> Directions for this task: Format the stretch of the listing below, from the line containing "instance of shadow" through the line containing "[400,453,470,476]", as a numbered list with any blank lines left out.

> Records to use:
--------

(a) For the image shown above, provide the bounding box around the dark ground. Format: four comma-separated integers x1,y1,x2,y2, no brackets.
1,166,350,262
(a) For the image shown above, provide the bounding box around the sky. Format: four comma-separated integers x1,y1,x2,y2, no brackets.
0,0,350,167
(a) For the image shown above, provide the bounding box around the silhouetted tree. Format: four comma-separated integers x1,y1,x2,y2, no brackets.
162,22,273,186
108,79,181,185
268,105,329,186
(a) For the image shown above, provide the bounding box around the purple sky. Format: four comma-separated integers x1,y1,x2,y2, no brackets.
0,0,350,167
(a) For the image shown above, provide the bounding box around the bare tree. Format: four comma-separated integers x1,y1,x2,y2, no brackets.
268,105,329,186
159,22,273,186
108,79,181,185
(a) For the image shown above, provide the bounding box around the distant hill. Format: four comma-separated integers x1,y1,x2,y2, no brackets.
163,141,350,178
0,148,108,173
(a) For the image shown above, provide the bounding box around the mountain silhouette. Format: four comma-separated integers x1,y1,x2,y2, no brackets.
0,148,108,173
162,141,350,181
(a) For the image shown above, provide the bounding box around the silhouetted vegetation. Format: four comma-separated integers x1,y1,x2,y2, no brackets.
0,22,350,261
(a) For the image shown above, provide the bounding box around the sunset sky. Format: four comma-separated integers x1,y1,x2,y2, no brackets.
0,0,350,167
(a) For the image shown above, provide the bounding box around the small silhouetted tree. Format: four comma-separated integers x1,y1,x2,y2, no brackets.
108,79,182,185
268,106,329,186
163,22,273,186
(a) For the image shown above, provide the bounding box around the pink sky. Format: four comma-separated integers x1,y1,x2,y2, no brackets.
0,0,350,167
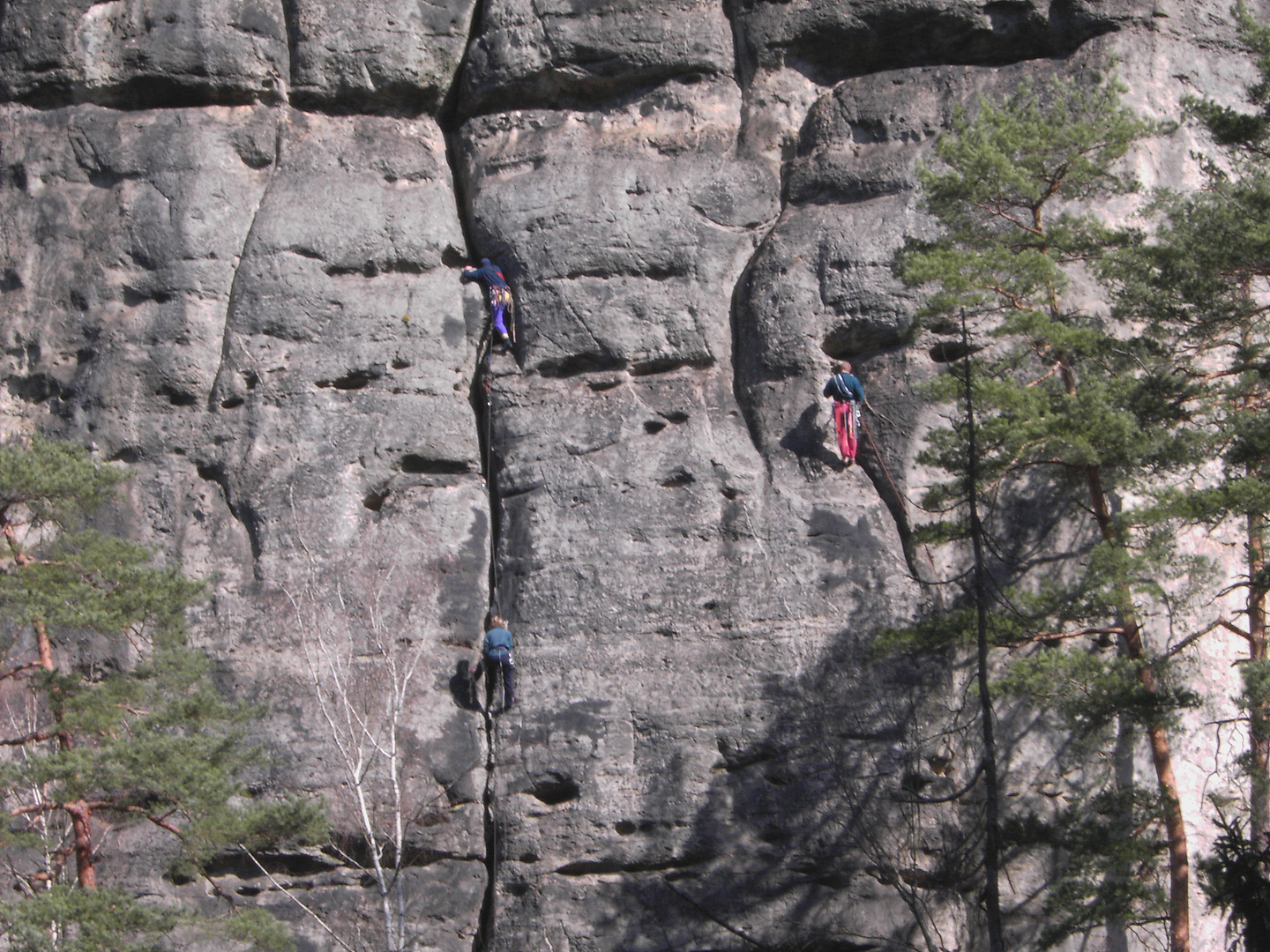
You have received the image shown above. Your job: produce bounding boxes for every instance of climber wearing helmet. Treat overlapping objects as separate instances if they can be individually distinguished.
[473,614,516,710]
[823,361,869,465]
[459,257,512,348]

--------

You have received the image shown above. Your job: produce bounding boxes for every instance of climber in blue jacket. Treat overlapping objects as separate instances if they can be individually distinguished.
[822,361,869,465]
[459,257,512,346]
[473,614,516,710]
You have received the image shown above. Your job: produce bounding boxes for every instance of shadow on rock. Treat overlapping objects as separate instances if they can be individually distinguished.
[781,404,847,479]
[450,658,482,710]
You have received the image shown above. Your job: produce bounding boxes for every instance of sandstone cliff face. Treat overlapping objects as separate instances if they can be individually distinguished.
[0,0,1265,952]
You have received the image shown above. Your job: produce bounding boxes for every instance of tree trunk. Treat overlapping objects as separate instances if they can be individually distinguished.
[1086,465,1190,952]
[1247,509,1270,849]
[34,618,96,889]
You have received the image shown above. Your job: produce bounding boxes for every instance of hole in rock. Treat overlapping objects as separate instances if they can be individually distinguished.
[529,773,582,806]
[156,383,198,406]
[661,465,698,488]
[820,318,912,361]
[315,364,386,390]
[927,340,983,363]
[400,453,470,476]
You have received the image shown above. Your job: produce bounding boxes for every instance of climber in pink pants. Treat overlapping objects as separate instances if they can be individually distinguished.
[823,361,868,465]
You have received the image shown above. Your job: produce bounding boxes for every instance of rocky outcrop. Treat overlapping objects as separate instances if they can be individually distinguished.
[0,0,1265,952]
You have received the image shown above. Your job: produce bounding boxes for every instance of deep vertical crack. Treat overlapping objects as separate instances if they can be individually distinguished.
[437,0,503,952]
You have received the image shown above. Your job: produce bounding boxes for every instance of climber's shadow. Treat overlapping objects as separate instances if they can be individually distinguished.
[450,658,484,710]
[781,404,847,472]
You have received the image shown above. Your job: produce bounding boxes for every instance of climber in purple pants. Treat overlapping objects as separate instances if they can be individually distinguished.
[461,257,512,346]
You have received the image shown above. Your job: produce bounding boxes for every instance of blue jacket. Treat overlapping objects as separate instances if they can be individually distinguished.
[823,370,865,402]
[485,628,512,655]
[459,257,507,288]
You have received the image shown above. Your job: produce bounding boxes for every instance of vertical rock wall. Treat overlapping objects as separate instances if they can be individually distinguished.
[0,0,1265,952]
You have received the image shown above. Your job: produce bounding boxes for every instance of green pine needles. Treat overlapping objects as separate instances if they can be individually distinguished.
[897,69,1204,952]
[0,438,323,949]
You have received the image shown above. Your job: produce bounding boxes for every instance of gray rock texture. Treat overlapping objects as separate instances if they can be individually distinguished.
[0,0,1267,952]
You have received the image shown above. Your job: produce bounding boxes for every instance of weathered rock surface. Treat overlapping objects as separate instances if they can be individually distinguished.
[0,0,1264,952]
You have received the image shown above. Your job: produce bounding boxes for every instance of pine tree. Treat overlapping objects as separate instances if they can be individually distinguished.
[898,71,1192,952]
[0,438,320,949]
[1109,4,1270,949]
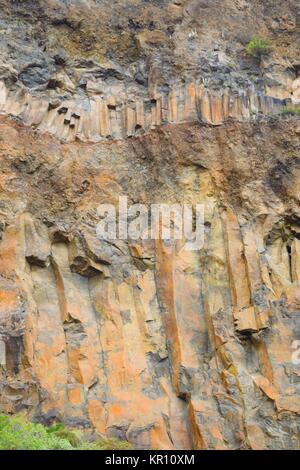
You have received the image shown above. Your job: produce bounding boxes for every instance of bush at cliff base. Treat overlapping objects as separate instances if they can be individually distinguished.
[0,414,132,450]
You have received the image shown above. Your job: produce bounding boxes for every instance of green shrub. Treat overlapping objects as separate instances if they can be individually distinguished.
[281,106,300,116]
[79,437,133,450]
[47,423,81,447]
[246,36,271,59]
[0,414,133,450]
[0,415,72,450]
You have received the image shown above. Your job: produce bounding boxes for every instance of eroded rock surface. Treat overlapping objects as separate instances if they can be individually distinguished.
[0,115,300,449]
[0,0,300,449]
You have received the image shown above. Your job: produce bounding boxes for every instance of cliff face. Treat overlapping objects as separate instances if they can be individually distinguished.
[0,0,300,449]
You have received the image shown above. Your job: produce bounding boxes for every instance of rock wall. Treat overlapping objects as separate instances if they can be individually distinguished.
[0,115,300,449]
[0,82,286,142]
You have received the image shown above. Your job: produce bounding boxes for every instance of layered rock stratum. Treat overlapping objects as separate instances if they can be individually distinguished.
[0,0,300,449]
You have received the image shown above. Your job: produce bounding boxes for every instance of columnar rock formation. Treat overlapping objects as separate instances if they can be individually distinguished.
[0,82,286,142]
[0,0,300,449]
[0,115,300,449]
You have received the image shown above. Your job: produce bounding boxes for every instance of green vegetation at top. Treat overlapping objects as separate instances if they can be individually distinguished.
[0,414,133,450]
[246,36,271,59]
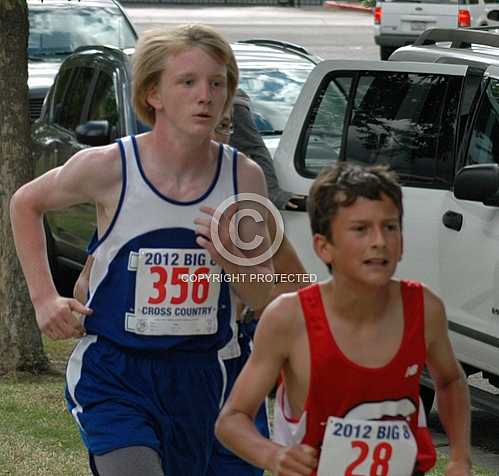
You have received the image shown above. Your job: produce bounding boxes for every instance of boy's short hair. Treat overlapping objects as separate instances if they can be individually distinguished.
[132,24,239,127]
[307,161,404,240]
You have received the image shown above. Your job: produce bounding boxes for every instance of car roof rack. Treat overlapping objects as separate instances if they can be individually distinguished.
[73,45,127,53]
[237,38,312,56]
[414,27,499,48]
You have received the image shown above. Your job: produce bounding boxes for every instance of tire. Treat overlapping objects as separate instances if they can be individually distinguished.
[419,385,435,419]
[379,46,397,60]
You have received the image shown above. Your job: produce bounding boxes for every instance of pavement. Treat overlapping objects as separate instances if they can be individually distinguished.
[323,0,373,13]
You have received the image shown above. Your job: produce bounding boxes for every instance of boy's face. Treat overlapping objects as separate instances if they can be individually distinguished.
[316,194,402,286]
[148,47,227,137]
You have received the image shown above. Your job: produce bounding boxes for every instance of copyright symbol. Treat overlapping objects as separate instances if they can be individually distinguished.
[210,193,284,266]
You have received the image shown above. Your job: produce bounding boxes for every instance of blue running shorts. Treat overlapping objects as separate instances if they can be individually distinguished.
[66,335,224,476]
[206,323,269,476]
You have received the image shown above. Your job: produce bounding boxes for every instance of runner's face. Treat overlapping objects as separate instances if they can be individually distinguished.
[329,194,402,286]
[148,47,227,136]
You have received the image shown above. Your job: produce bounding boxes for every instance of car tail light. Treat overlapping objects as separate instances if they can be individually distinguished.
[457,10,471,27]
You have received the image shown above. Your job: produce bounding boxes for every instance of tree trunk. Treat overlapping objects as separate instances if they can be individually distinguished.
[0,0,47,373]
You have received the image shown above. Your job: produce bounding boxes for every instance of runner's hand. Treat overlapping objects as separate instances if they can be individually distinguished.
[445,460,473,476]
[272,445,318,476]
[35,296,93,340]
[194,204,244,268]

--------

> Right answer:
1. You have received the image shown above. Your job: produce bounding boxes for every instance of shadow on rock. Treat overlapping objects as separate instances if they can be individually distinguished.
2. [781,404,847,479]
3. [450,658,482,710]
4. You have received the image shown above. Your job: produce bounding boxes for every instance of sandstone cliff face. Treat overlapping objects as separate instances if they can be individually distinguished.
5. [0,0,1265,952]
6. You have received the image shown above. Your job: produce bounding boxes for every instance of tree trunk. Treat overlapping objects as separate instances if they can be individually distinguished.
7. [1086,465,1190,952]
8. [1247,509,1270,849]
9. [34,618,96,889]
10. You have received the image shown above. Your job: produce bounding boxes for every instance of hole in rock. Treat overlapping objects as separate instances if they can be individually distinguished.
11. [529,773,582,806]
12. [156,383,198,406]
13. [661,465,698,488]
14. [820,318,912,361]
15. [315,364,386,390]
16. [927,340,983,363]
17. [400,453,470,476]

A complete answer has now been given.